**PROBLEMS**
[a] In the book review, what is the earliest film in the list of heritage films that Andrew Higson identifies?
[b] Reproduce the passage of the book review between "White flannel - radical" and "says Jeffrey Richards.", inclusive.

** begin TEXT PROVIDED **

White flannel - radical chic

English Heritage, English Cinema

July 4, 2003

Don't sneer - there's more to heritage films than corsets, says Jeffrey Richards.

The heritage film is one of the newest and most controversial genres in British cinema. Despite - or perhaps because of - its success with audiences, it has been subjected to a barrage of sneering and dismissive criticism. "The Laura Ashley school of film-making", "white flannel films", "frock flicks", "middlebrow nostalgia-fests" are just a few of the epithets regularly hurled at the genre. Serious criticism has polarised between those who find the films to be conservative endorsements of an unchanging hierarchical and patriarchal society and those who see the films as radical or liberal critiques of unquestioned value systems and gender stereotypes.

In his thoughtful and absorbing new study, which will be required reading for anyone interested in the heritage film phenomenon, Andrew Higson sets out to map the genre, analyse the criticism and explain the box-office success of so many of the movies. He begins by identifying more than 100 titles that fit into the genre, from Chariots of Fire in 1981 to The Golden Bowl in 2000. With admirable scrupulosity, he agonises about what to call the films and how to define the genre, finally settling for the term heritage films and arguing that all genres are "loose, leaky, hybrid categories". But this causes him to cast his net rather too wide. I would not have included Robin Hood - Prince of Thieves, Braveheart or Rob Roy, which are by any definition swashbucklers rather than heritage films, a genre that Higson admits is largely confined to the period 1880-1940. He also agonises over whether they can be described as British films at all, since many of them were US-financed - but in the end, the subject matter, locations and acting talent involved persuade him to classify them as British.

One method of classification that Higson does not consider is a literary one, despite the fact that many heritage movies are literary adaptations.

** end TEXT PROVIDED **
** begin LISTED RECORDS **

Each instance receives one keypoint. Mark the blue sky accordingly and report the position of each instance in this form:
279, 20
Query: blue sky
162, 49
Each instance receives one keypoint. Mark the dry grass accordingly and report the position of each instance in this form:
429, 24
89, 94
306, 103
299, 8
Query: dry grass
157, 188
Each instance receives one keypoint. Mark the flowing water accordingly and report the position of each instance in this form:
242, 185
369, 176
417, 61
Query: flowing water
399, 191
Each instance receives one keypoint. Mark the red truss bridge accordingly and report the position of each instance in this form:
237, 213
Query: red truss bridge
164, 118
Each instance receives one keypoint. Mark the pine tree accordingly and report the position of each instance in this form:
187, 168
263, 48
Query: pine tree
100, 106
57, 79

** end LISTED RECORDS **

**OUTPUTS IN ORDER**
[a] Chariots of Fire, from 1981.

[b]
White flannel - radical chic

English Heritage, English Cinema

July 4, 2003

Don't sneer - there's more to heritage films than corsets, says Jeffrey Richards.